Petit exercice a: Quelles heures ouvrent les paragraphes du texte ci-dessous ?

Texte source:
▶

9 h 30, je suis au rendez-vous sur le point journalier. Je vois les gens parler, la transcription marcher. Je me rends compte que mes implants cochléaires ne sont pas connectés. Je revérifie sur mon application mobile si ces derniers sont bien connectés au micro bluetooth. Ça a l’air d’être le cas. La réunion avance dans le temps, j’arrive toujours pas à entendre les paroles bien que je vois les collègues bouger et parler, la transcription qui avance. Ça m’énerve, j’essaie de ne pas m’agiter sur ma chaise, j’ai chaud, je veux entendre le son de la réunion. Je débranche le micro, je le rebranche, je vérifie que j’ai bien mis le son sur mon ordinateur, que je ne l’ai pas muté. Je fais toutes les manipulations possibles. Le son arrive dans mes oreilles. Enfin !

9 h 40, c’est à mon tour de parler. Il y a un blanc dans la réunion. J’entends : « Sophie ? Sophie ? ». Oui, je reconnais mon prénom ! 🙂
Je prends la parole. Tout se passe bien. Les échanges se font correctement avec l’aide du son que je perçois, la vidéo que je vois et la transcription que je surveille d’un œil qui me permet de checker et valider dans ma tête que c’est bien ce que j’ai compris.

10 h, j’ai un petit coup de pompe. Je me fais un café. J’entends les chats miauler pour avoir de la patée. Non, c’est pas l’heure ! La machine ronronne. Je bois mon café, j’observe dehors. J’entends les travaux de la rue.

10 h 15, je me mets au travail. Je commence un audit avec mes outils habituels. Je dois vérifier une interface web, je lance la synthèse vocale sur mon mac, VoiceOver. Je vérifie qu’il y a bien la visionneuse de paroles. Puisque je n’entends pas, je peux lire ce qui est restitué par la synthèse vocale. Elle me permet de vérifier que les personnes aveugles et malvoyantes pourront accéder au contenu correctement.

11 h 30, je dois partir à Paris rejoindre une personne pour manger. Je vérifie sur mon application RATP, que tout va bien, pas de perturbations. Arrivée au RER, je vois qu’il y a pas d’informations sur le panneau visuel. Je mets mon masque en prévision pour quand je monterai dans mon train.

11 h 40, toujours pas de RER à l’horizon. J’entends une annonce vocale mais aucune information écrite. J’essaie de comprendre ce qui se dit. C’est difficile, ce n’est pas un message automatique. Les mots se bousculent dans ma tête, mon imagination est en marche ! J’imagine que le RER est en retard de X temps, qu’il y a un incident voyageur, qu’un caténaire est tombé, tout se bouscule.

11 h 45, le RER arrive ! Je mets mon masque. Je m’assois dans le train. Quelques stations plus loin, un touriste avec un masque m’interpelle. Je ne le comprends pas. Il y a trop de bruits et sa bouche est masquée. Je m’excuse, je lui dis que je ne le comprends pas et lui demande de répéter. Il me comprend pas et se tourne vers quelqu’un d’autre. Je réalise qu’il m’avait parlé en anglais alors qu’il avait aussi son masque. Ça aurait été mission très compliquée de le comprendre rien qu’à l’audio et en anglais.

◀

Petit exercice b: Pouvez-vous recopier toutes les lignes des enregistrements ci-dessous, consignes comprises, en augmentant de 43 chaque coordonnée des réponses ?

Enregistrements:
▶

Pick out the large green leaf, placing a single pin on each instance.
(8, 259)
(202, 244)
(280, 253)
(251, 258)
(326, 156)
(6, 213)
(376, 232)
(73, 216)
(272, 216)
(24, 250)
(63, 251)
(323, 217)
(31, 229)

◀

Bonne réponse a: 9 h 30, 9 h 40, 10 h, 10 h 15, 11 h 30, 11 h 40, 11 h 45

Bonne réponse b:
Pick out the large green leaf, placing a single pin on each instance.
(51, 302)
(245, 287)
(323, 296)
(294, 301)
(369, 199)
(49, 256)
(419, 275)
(116, 259)
(315, 259)
(67, 293)
(106, 294)
(366, 260)
(74, 272)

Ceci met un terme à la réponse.